### DOCUMENT EXTRACT
....

Hacker News new | ask | show | jobs
by coderaptor 946 days ago
I haven’t heard a definition of “reasoning” or “thinking” that proves humans aren’t doing exactly that same probabilistic regurgitation.

I don’t think it’s possible to prove; feels like a philosophical question.

5 comments

I won't define reasoning, just call out one aspect.

We have the ability to follow a chain of reasoning, say "that didn't work out", backtrack, and consider another. ChatGPT seems to get tangled up when its first (very good) attempt goes south.

This is definitely a barrier that can be crossed by computers. AlphaZero is better than we are at it. But it is a thing we do which we clearly don't simply do with the probabilistic regurgitation method that ChatGPT uses.

That said, the human brain combines a bunch of different areas that seem to work in different ways. Our ability to engage in this kind of reason, for example, is known to mostly happen in the left frontal cortex. So it seems likely that AGI will also need to combine different modules that work in different ways.

On that note, when you add tools to ChatGPT, it suddenly can do a lot more than it did before. If those tools include the right feedback loops, the ability to store/restore context, and so on, what could it then do? This isn't just a question of putting the right capabilities in a box. They have to work together for a goal. But I'm sure that we haven't achieved the limit of what can be achieved.

....

### SOURCE MATERIAL
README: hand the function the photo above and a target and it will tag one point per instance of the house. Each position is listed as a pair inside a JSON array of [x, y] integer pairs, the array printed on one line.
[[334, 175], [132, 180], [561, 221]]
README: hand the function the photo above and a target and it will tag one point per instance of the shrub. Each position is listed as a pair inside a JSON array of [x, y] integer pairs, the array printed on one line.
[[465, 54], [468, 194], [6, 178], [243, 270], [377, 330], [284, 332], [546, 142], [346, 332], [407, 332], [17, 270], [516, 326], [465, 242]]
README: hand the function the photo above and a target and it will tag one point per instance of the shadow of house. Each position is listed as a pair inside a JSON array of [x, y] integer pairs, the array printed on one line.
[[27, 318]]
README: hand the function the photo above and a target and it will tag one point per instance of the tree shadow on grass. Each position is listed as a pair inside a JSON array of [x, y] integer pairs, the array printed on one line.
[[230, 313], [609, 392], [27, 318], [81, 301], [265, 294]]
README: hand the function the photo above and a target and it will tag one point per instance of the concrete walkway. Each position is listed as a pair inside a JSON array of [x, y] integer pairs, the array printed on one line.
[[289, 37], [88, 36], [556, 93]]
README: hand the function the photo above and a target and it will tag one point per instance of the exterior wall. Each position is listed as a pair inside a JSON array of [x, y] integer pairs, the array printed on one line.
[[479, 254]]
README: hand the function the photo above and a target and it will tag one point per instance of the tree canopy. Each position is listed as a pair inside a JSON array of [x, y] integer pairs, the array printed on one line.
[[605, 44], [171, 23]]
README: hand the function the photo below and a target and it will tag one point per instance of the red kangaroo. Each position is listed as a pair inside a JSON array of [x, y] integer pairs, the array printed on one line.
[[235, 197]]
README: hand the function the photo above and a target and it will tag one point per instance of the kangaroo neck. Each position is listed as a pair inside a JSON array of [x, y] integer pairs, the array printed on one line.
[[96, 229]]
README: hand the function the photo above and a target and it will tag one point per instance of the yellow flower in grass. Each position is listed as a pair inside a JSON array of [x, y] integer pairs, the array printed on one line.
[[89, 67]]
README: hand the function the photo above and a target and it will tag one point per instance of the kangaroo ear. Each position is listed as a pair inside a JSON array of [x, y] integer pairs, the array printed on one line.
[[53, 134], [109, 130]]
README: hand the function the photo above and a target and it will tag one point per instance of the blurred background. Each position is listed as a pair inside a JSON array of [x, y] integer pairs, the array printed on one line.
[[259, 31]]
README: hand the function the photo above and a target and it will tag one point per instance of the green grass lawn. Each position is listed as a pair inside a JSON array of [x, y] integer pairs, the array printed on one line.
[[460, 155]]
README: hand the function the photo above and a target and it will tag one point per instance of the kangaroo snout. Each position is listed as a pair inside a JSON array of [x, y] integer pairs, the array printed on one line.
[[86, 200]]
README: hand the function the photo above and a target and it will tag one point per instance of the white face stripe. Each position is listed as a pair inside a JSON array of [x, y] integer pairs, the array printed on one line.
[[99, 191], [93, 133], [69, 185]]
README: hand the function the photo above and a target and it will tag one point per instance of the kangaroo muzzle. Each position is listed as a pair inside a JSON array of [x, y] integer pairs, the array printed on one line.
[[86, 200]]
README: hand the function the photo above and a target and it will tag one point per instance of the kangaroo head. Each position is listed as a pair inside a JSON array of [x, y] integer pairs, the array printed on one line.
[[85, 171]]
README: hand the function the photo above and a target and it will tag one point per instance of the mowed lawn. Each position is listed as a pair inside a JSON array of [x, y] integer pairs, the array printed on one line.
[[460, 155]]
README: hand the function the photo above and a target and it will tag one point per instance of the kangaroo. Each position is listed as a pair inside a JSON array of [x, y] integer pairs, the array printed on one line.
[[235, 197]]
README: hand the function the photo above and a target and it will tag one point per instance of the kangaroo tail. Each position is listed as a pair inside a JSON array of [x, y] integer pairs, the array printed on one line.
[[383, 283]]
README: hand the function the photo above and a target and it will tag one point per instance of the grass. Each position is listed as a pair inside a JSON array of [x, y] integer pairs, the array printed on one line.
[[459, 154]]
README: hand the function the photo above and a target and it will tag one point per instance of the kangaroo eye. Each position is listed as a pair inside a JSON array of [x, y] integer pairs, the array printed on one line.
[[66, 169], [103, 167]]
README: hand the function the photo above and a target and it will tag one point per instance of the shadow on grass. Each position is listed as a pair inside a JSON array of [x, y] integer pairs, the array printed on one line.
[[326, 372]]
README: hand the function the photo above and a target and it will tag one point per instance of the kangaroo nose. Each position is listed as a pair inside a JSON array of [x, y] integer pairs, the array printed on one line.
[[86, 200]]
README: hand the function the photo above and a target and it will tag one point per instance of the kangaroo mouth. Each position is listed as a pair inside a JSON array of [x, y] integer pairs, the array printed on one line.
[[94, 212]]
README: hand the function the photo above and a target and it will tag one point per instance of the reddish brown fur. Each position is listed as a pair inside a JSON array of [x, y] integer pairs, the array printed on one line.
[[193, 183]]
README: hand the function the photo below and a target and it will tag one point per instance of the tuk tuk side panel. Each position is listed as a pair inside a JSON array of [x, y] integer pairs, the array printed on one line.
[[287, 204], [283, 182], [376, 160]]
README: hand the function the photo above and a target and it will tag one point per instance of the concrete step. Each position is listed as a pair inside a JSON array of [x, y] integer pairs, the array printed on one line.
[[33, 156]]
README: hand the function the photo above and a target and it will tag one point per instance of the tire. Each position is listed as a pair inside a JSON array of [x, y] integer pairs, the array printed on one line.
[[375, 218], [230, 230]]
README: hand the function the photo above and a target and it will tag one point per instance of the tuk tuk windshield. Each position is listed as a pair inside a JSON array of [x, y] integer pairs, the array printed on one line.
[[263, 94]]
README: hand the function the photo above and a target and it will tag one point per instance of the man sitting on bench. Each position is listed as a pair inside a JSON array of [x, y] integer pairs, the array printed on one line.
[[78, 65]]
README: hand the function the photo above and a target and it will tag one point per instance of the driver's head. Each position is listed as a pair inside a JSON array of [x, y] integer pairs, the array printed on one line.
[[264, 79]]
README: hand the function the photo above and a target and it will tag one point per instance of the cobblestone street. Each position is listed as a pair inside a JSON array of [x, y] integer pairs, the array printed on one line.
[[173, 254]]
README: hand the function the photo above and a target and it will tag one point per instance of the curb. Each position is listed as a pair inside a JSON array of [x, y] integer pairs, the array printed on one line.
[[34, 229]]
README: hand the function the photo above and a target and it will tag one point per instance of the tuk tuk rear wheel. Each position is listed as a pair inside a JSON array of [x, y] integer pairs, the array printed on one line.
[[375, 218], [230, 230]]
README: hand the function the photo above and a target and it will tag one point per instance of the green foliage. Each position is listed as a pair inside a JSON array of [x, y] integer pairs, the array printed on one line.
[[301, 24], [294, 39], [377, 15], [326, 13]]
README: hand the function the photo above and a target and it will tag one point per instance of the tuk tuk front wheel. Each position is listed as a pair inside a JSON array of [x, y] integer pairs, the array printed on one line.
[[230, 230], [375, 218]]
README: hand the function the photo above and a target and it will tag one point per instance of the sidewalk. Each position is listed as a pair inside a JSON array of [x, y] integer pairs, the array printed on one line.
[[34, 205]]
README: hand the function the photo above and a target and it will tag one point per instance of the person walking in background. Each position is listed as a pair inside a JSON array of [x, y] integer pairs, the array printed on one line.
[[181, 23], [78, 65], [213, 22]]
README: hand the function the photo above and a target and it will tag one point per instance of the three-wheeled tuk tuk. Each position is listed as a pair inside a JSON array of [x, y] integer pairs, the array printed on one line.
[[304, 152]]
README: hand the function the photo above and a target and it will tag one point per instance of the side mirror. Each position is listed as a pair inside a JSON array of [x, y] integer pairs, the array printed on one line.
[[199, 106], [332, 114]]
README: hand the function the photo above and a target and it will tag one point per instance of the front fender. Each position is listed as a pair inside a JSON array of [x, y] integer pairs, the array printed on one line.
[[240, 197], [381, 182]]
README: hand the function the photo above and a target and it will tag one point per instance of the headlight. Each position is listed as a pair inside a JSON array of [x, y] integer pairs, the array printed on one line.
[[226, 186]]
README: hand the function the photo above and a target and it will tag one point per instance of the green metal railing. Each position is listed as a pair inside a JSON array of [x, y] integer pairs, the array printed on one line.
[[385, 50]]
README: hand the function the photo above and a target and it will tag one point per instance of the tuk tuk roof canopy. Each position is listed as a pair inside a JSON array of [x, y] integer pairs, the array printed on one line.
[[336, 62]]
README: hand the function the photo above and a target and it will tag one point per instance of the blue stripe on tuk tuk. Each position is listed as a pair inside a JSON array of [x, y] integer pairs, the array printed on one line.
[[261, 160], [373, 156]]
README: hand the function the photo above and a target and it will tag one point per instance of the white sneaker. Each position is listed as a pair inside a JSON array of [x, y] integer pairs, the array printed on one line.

....

### ACTIVITY
Print the portion of the Hacker News thread on reasoning above, starting at "I won't define" and ending at "that ChatGPT uses.", reproducing the wording without any change.

### THE COMPLETED TASK
I won't define reasoning, just call out one aspect.

We have the ability to follow a chain of reasoning, say "that didn't work out", backtrack, and consider another. ChatGPT seems to get tangled up when its first (very good) attempt goes south.

This is definitely a barrier that can be crossed by computers. AlphaZero is better than we are at it. But it is a thing we do which we clearly don't simply do with the probabilistic regurgitation method that ChatGPT uses.